Entscheidungsstichwort (Thema)
(Doppelte Haushaltsführung nicht verheirateter Arbeitnehmer: Begriff der verhältnismäßig kurzen Dauer bei der zeitlich beschränkten doppelten Haushaltsführung, Unterhalten eines eigenen Hausstands)
Leitsatz (amtlich)
Ist ein auswärts beschäftigter nicht verheirateter Arbeitnehmer in den Haushalt seiner Eltern eingegliedert, unterhält er daher keinen eigenen Hausstand i.S. des § 9 Abs. 1 Satz 3 Nr. 5 EStG, so handelt es sich nur dann um eine auswärtige Beschäftigung von verhältnismäßig kurzer Dauer i.S. der sog. zeitlich beschränkten doppelten Haushaltsführung (§ 9 Abs. 1 Satz 1 EStG), wenn die auswärtige Beschäftigung von vornherein auf längstens drei Jahre befristet ist. Diese Voraussetzung ist im Falle eines unbefristeten Beschäftigungsverhältnisses auch dann nicht erfüllt, wenn sich der Arbeitnehmer um seine Rückversetzung bemüht und der Arbeitgeber bereit ist, bei Gelegenheit dem Wunsch des Arbeitnehmers zu entsprechen.

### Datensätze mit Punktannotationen
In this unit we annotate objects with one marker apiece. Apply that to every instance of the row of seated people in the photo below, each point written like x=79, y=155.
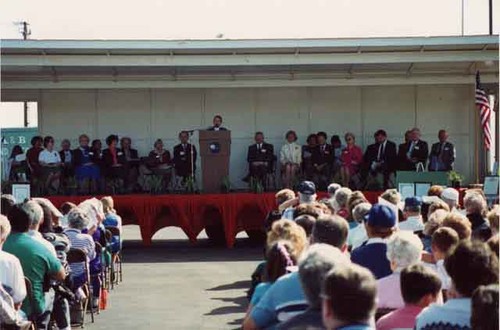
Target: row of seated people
x=38, y=242
x=90, y=164
x=343, y=263
x=317, y=161
x=321, y=162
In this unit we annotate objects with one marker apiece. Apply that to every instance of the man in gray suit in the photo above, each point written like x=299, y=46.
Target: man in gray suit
x=442, y=154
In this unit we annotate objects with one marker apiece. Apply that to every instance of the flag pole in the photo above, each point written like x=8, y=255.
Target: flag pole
x=477, y=131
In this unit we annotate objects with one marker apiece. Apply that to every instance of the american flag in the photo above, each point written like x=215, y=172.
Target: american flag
x=483, y=103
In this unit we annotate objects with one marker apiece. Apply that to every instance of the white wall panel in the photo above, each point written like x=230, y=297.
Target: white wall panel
x=336, y=111
x=126, y=113
x=67, y=114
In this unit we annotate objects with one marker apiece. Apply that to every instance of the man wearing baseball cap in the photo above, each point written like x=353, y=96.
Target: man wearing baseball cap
x=380, y=224
x=412, y=214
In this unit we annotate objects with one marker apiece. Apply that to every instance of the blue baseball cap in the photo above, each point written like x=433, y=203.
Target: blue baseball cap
x=413, y=201
x=381, y=216
x=307, y=188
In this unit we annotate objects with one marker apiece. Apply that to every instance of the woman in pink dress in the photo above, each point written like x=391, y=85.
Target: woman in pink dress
x=351, y=159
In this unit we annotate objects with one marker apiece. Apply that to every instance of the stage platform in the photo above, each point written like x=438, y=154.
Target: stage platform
x=234, y=212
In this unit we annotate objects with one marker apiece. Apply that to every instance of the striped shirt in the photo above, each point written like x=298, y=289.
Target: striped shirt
x=83, y=242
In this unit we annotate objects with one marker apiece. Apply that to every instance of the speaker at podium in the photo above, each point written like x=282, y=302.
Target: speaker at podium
x=215, y=151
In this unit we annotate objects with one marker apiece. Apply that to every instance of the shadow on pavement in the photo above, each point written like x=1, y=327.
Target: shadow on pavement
x=166, y=251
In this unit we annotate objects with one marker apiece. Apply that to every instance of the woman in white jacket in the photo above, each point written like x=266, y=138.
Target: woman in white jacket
x=290, y=159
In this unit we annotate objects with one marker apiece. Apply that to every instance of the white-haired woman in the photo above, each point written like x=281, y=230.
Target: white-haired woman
x=476, y=208
x=77, y=222
x=403, y=249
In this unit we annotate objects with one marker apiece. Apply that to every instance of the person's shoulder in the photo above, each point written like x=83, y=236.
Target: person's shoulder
x=8, y=258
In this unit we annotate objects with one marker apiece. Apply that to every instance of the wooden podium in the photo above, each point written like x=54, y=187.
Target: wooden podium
x=215, y=150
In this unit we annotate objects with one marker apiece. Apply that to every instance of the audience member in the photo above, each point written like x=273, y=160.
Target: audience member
x=339, y=204
x=380, y=224
x=493, y=217
x=476, y=209
x=285, y=298
x=349, y=298
x=8, y=201
x=459, y=223
x=352, y=157
x=450, y=196
x=78, y=221
x=11, y=276
x=493, y=243
x=442, y=154
x=412, y=214
x=37, y=263
x=318, y=260
x=307, y=222
x=357, y=235
x=444, y=241
x=471, y=265
x=290, y=159
x=434, y=221
x=280, y=257
x=420, y=287
x=403, y=249
x=332, y=189
x=380, y=159
x=484, y=314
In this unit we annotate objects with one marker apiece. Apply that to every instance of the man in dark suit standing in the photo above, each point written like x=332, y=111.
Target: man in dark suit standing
x=217, y=124
x=381, y=159
x=322, y=158
x=442, y=154
x=260, y=159
x=415, y=152
x=182, y=157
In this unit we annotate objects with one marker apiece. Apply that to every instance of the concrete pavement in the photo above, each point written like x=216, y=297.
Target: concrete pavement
x=177, y=285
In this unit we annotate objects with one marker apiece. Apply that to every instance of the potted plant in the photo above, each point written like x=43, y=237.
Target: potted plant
x=455, y=179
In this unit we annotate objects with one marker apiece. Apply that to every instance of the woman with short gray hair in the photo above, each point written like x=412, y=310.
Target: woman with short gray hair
x=403, y=249
x=476, y=207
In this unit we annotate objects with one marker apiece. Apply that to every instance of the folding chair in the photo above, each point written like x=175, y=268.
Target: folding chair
x=116, y=258
x=77, y=256
x=31, y=298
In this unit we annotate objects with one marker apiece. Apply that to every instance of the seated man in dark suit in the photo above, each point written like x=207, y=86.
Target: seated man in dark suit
x=322, y=159
x=381, y=159
x=182, y=157
x=442, y=154
x=133, y=161
x=416, y=152
x=260, y=159
x=115, y=163
x=67, y=160
x=217, y=124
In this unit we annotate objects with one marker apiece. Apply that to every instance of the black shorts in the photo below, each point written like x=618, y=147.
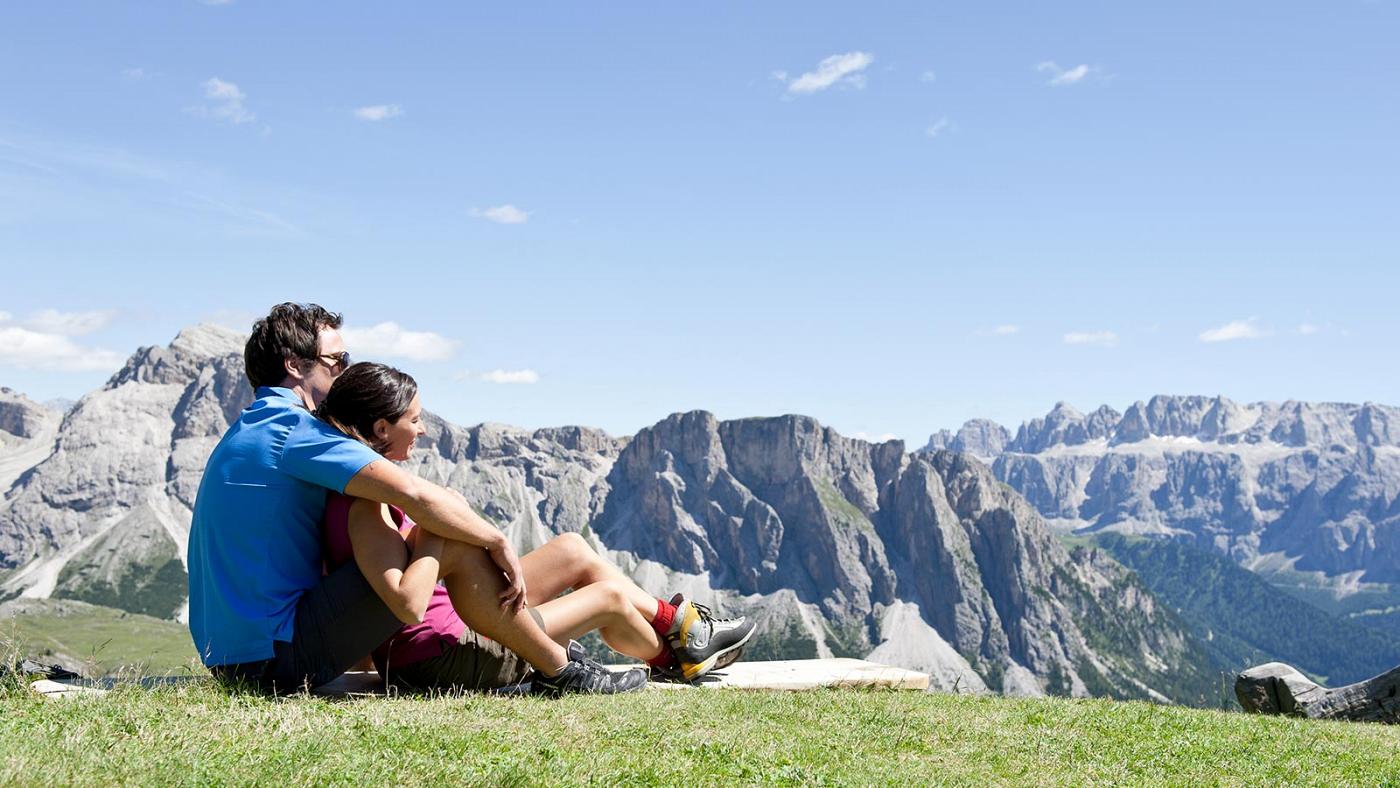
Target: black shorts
x=473, y=662
x=338, y=623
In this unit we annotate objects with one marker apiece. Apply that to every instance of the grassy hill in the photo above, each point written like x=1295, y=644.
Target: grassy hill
x=1245, y=620
x=199, y=734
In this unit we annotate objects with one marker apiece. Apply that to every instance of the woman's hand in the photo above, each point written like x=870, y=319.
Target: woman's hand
x=510, y=564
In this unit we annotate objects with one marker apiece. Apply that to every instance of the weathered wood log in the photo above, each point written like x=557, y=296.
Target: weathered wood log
x=1280, y=689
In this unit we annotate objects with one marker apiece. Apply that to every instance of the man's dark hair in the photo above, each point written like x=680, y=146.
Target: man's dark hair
x=290, y=331
x=366, y=394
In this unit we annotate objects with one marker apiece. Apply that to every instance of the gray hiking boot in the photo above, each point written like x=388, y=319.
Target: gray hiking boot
x=703, y=643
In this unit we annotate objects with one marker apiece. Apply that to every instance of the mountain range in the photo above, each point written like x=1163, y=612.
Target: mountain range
x=945, y=559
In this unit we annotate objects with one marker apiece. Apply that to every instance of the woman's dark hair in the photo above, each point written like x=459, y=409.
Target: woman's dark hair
x=290, y=331
x=366, y=394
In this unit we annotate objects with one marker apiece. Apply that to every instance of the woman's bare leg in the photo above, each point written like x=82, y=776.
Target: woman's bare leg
x=604, y=606
x=567, y=561
x=473, y=581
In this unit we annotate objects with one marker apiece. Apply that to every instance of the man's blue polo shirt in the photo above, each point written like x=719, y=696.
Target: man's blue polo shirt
x=255, y=538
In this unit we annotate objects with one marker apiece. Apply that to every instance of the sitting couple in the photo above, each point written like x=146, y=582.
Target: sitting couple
x=310, y=549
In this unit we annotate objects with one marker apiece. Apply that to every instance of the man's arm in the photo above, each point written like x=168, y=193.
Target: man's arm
x=438, y=510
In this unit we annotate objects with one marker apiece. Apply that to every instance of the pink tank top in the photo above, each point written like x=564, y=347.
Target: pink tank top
x=441, y=626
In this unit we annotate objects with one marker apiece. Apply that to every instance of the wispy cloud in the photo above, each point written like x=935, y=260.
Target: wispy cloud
x=1235, y=329
x=503, y=214
x=67, y=324
x=28, y=349
x=392, y=340
x=1103, y=339
x=847, y=69
x=254, y=220
x=224, y=101
x=1060, y=77
x=378, y=112
x=511, y=377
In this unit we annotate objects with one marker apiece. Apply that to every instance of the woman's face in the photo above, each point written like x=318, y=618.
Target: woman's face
x=398, y=437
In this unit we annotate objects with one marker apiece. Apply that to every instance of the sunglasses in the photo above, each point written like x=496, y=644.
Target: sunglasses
x=335, y=360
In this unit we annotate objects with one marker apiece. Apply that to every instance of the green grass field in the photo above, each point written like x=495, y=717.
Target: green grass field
x=199, y=734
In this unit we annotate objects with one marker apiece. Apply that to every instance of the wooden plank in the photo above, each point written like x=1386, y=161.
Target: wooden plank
x=808, y=675
x=779, y=675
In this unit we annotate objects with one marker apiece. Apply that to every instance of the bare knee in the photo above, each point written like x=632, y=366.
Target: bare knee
x=459, y=557
x=571, y=545
x=613, y=595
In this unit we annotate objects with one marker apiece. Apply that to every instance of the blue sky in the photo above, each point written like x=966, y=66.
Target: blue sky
x=891, y=217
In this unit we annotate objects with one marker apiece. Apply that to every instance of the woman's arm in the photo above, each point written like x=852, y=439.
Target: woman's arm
x=401, y=577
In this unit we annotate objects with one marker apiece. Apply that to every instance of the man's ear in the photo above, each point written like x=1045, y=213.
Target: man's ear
x=293, y=367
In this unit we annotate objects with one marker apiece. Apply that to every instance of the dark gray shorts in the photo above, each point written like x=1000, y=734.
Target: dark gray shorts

### AUFGABE
Auf welchen Zeitraum muss eine auswärtige Beschäftigung laut dem Leitsatz zur doppelten Haushaltsführung von vornherein befristet sein, damit sie bei einem nicht verheirateten Arbeitnehmer, der in den Haushalt seiner Eltern eingegliedert ist, als von verhältnismäßig kurzer Dauer gilt?

### LÖSUNG
Sie muss von vornherein auf längstens drei Jahre befristet sein.